PROBLEMS AND TASKS
- a) Transcribe the essay on law-enforcement movie clichés starting at "When Dustin and" and ending at "and Military movies.".
- b) Write the next part of the essay on law-enforcement movie clichés, picking up after its final sentence.

When Dustin and I were guests of Pilar Alessandra’s “On the Page” podcast, (episode 313 – It’s a Crime), I mentioned there was a line in movies (I didn't sign up for this) that gets on my nerves like the sound of fingernails on a chalkboard. But I want to be fair to that line and say that it is not the only one. Here is a short list of lines that need to disappear from Law Enforcement and Military movies.
- I Didn't Sign Up For This: I don’t like this line for one very important reason (besides it being cliché). It is used as a foil to make the hero look that much more heroic. It’s saying “Look at all the incompetent, scared soldiers and police officers. Thank goodness the hero is here to save everyone”. Here’s the bottom line, this is exactly what you signed up for. When I applied for Federal Law Enforcement I signed a whole bunch of legal paperwork saying I understood it was an armed position and I may have to use that gun to take someone’s life. I signed insurance paperwork in the case that I was killed in the line of duty. I spent several months in Georgia, at the Federal Law Enforcement Training Center, having it pounded into me exactly what I had signed up for. Seriously, when you have an instructor calling out a jogging cadence of, “Two to the chest, one to the head, I shot that terrorist really dead”, it’s pretty clear what you signed up for. (Note: That was an extreme example from a rather crazy instructor. But still…) Then, after getting your butt kicked in defensive training on a quarterly basis, in the off chance something happened, you can bet I was going to get my money’s worth if it ever did happen. So yes, we know what we signed up for.

Stored data
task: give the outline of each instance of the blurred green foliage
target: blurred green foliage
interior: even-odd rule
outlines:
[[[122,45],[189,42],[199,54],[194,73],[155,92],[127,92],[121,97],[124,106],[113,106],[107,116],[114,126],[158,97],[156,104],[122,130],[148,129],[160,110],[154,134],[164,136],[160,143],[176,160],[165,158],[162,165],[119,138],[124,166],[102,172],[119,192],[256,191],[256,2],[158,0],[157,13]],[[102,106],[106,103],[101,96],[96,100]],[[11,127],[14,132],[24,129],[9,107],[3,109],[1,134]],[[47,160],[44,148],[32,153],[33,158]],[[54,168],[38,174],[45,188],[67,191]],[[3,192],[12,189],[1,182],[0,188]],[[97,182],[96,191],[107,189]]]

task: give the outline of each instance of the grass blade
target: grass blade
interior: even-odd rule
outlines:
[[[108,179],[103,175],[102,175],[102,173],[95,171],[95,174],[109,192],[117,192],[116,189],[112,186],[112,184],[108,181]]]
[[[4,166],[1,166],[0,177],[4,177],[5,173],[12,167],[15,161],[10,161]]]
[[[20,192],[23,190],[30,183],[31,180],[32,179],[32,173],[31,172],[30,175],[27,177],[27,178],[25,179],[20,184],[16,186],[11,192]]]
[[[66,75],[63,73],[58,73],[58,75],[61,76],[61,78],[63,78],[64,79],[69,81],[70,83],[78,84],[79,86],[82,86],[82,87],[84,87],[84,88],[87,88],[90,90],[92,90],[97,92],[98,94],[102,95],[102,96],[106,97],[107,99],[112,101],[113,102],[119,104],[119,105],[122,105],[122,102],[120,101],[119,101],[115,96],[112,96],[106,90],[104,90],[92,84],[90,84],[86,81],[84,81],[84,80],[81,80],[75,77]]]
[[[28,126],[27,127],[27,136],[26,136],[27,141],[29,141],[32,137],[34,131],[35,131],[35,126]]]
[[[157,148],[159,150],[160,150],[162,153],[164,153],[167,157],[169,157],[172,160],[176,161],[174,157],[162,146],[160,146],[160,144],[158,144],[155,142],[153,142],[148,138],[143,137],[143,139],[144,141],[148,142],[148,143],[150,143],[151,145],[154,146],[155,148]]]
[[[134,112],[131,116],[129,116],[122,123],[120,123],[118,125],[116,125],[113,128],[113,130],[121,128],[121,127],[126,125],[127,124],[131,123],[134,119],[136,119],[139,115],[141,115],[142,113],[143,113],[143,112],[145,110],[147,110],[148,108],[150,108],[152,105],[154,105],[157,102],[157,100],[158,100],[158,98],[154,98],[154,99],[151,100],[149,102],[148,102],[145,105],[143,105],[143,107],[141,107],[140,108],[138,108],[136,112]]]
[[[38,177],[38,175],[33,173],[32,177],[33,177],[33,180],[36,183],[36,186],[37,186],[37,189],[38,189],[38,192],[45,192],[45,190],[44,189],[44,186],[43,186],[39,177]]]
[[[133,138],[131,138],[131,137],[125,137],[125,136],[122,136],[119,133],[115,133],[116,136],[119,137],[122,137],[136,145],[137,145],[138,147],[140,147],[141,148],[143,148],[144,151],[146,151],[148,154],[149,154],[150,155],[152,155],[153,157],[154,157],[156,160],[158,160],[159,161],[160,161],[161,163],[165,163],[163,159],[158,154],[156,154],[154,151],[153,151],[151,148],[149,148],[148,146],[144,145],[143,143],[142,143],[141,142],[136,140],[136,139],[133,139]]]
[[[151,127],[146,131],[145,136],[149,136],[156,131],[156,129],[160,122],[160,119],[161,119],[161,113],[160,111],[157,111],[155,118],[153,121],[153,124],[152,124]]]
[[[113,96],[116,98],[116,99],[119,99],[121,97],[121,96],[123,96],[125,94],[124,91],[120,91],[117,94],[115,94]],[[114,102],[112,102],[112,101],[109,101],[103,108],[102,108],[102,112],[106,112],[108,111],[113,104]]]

OUTPUTS IN ORDER
- a)
When Dustin and I were guests of Pilar Alessandra’s “On the Page” podcast, (episode 313 – It’s a Crime), I mentioned there was a line in movies (I didn't sign up for this) that gets on my nerves like the sound of fingernails on a chalkboard. But I want to be fair to that line and say that it is not the only one. Here is a short list of lines that need to disappear from Law Enforcement and Military movies.

- b)
- We’re With Homeland Security: Customs and Border Protection (CBP) is a part of DHS. Never once in my career did I refer to myself as being with Homeland Security. I was always, “Officer Merlino with Customs and Border Protection”. Homeland Security is an umbrella department that houses number of different agencies that have a number of different missions. There is CBP, Immigration and Customs Enforcement (ICE), the Secret Service, The Coast Guard, Citizenship and Immigration Services, FEMA, TSA, and the National Protection and Programs Directorate. Saying "I am with DHS" tells me absolutely nothing about what you do. Hell, I was in DHS and I don’t even know what the National Protection and Programs Directorate does, and I sure didn't like being confused with TSA. So please stop saying DHS and actually pick an agency that might cover what your characters are supposed to be doing.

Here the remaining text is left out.